-- Given passage follows --
With more services being brought into the Medicare payment bundle, which will be paid for by Medicare Part B, patients may see an increase in their out-of-pocket costs. Medicare Part B does and will continue to pay 80 percent of dialysis patients’ costs, leaving patients to secure secondary insurance coverage or pay the remaining 20 percent of their costs directly. With Medicare increasing the overall amount of money it will pay for patients’ treatments under Part B, the patients’ share of total costs will then also increase.

A portion of this increase will result from including the oral medications that are currently paid for by many patients’ Medicare Part D plans. For example, if a patient qualifies for a low income subsidy (LIS) to help with their prescription drugs, the subsidy will no longer be able to help pay for their drugs that fall within the bundle (the LIS would still cover non-dialysis drugs, however).

Additionally, like all Medicare beneficiaries, dialysis patients’ lab tests are currently paid for in full under Medicare, separate from treatment or medication reimbursement. Under the current proposed rule, lab tests will be moved into the bundle, meaning that they will be covered only at 80 percent and patients or their secondary insurance have to cover the remaining costs. Most ESRD patients either have private insurance or Medicaid and therefore do not have to cover the full 20 percent of dialysis costs out of pocket. Yet for those who do, the additional costs brought on by bundling may pose considerable financial hardship. Furthermore, it is unclear if Medicaid or Medigap programs will be willing to pick up the additional costs of labs and oral medications that they do not have to pay for currently.
-- Given passage concluded --
-- Recorded data follows --
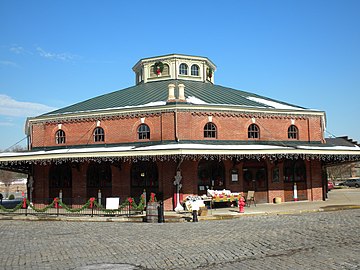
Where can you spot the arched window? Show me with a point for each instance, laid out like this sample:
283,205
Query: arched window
293,132
164,72
99,135
144,132
183,69
194,70
60,137
253,132
210,131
-- Recorded data concluded --
§ What this exercise asks:
A) Condense the paragraph of the Medicare bundling passage that begins "With more services being brought" into a bulleted list, keeping its main facts.
B) Pick up the Medicare bundling passage after its final sentence and carry it forward.

§ Answers to each task:
A)
- More services are being added to the Medicare payment bundle, which Medicare Part B pays for, so patients may see higher out-of-pocket costs.
- Part B pays 80 percent of dialysis patients' costs. Patients must either secure secondary insurance or pay the remaining 20 percent directly.
- As Medicare's overall payment for treatments under Part B rises, the patients' share of total costs rises as well.

B)
Access to Home Dialysis Treatment

The incorporation of home dialysis training costs into the bundle could impact patients’ access to this valued treatment modality. Simply put, under the proposed rule, clinics will receive additional payment for each patient whether they choose to provide home training programs or not. Therefore, whether access to home dialysis will be more widely available to patients will depend on whether dialysis providers believe that creating more home dialysis programs or expanding current programs will be sustainable. In the proposed rule, CMS acknowledged support for home dialysis and proposed to pay peritoneal dialysis (PD) at the same rate as in center hemodialysis, even though its actual costs are less, thus providing an incentive for clinics to expand PD programs. However, they also made a few incorrect assumptions about home dialysis.